> WORK REQUIRED: One line at a time, check the entries below for the word "clinging", and copy each line that has it.

----------

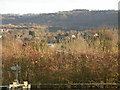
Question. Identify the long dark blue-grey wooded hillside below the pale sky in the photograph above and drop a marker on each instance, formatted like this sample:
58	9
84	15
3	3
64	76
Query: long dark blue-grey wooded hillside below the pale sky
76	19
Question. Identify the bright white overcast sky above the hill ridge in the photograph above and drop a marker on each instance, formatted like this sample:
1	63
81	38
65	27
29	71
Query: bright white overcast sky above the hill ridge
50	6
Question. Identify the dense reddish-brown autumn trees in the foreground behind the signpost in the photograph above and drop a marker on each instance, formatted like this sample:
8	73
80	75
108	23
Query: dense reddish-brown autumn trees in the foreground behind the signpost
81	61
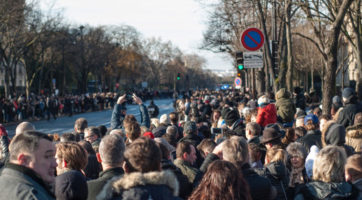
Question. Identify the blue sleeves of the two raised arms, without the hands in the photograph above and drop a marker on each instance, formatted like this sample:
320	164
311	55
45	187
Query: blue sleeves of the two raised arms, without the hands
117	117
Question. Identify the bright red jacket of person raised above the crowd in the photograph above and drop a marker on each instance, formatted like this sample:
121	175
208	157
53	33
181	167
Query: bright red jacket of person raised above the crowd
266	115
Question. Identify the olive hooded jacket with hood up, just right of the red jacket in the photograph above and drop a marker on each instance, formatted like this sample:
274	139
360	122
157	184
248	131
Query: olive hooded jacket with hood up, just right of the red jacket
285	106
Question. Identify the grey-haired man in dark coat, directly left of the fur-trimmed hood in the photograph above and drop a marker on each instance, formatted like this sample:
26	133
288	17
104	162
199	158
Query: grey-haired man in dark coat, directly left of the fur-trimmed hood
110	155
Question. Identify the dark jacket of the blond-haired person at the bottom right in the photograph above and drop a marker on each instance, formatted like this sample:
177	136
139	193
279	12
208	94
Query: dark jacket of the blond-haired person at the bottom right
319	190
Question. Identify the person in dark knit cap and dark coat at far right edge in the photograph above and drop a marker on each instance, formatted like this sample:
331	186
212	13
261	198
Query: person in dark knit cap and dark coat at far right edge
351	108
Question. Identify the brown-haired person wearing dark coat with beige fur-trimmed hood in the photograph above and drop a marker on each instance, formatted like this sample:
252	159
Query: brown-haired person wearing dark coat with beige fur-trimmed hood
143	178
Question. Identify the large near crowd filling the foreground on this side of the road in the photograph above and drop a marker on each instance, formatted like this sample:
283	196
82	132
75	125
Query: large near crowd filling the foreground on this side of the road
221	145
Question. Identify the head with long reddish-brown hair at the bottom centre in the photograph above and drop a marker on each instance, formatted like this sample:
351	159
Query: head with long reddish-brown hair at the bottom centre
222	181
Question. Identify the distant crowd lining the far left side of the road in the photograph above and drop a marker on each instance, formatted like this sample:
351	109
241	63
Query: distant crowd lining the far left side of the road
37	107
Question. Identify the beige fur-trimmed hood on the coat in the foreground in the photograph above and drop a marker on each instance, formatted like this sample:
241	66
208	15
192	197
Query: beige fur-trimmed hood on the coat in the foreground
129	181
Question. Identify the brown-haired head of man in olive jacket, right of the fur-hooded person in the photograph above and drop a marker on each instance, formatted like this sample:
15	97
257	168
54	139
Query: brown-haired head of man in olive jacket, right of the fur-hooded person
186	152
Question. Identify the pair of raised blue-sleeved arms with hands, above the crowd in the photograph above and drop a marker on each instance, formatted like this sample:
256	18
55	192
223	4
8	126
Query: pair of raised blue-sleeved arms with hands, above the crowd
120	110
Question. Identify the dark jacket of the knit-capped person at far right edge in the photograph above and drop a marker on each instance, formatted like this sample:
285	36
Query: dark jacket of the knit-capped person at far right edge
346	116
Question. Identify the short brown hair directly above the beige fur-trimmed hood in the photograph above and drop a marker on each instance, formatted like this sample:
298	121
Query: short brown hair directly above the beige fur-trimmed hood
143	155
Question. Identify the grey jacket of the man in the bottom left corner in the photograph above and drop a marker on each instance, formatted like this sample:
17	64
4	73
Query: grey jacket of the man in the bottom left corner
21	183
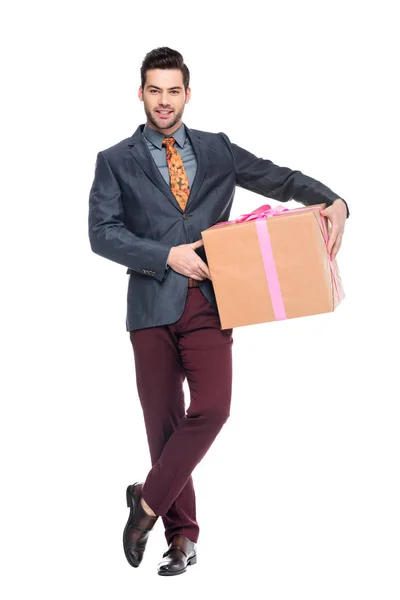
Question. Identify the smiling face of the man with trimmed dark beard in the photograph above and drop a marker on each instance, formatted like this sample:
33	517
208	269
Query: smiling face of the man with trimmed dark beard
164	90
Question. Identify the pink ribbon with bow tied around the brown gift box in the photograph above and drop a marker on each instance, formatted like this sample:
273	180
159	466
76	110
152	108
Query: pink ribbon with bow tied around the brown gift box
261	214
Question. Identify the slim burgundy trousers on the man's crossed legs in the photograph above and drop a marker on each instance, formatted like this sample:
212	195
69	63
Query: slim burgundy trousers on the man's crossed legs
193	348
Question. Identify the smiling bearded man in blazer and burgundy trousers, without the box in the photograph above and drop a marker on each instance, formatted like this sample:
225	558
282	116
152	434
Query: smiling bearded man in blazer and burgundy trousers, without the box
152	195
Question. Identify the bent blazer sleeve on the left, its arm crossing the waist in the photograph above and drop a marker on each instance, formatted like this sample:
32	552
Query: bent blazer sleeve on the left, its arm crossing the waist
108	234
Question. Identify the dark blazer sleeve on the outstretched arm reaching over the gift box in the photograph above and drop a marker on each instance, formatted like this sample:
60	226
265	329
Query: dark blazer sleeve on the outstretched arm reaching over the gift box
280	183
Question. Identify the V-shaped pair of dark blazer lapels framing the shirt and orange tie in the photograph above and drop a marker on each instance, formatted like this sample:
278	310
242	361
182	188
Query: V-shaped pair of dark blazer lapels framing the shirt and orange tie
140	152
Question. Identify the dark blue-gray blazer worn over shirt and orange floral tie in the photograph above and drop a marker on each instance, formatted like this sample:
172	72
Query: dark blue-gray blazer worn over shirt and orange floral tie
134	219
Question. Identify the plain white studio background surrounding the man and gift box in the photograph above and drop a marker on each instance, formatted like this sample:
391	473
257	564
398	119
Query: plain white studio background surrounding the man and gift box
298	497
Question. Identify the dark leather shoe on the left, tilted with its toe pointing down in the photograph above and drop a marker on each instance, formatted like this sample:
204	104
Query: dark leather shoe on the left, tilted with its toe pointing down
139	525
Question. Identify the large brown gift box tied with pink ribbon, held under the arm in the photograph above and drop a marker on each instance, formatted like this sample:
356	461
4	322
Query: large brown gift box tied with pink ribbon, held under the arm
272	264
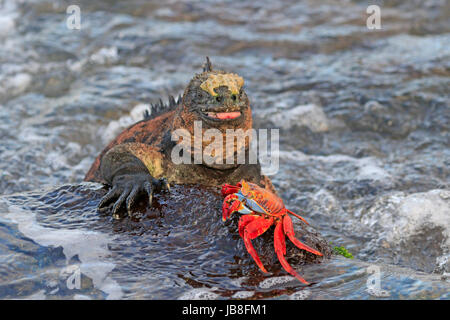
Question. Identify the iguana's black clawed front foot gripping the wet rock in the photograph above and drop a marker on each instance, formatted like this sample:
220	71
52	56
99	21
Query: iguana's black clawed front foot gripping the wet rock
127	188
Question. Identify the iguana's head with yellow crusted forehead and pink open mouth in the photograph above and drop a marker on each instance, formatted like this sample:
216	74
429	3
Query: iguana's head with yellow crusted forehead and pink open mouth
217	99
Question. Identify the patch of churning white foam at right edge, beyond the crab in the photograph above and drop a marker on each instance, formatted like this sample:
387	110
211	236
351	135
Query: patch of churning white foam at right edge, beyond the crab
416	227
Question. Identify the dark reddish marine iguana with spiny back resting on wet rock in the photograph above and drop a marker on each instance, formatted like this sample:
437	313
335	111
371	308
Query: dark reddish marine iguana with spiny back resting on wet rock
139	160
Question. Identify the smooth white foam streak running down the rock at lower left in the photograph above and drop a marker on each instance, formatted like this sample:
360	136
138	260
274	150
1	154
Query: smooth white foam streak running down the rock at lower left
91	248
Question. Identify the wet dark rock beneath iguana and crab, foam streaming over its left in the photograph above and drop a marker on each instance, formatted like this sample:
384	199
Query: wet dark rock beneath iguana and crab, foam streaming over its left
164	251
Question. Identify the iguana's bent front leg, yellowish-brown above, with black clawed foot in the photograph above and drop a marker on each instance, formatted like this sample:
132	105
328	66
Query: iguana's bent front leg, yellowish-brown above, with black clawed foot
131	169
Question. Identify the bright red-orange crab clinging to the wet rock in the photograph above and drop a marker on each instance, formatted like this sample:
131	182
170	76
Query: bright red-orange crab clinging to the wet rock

----------

> RESPONSE TO THE EXERCISE:
Question. Identify the bright red-orange crab clinging to the wet rock in the photograph above and drop a marker on each instance, formatted like this sample:
Query: bright red-orange crab clinging to the wet rock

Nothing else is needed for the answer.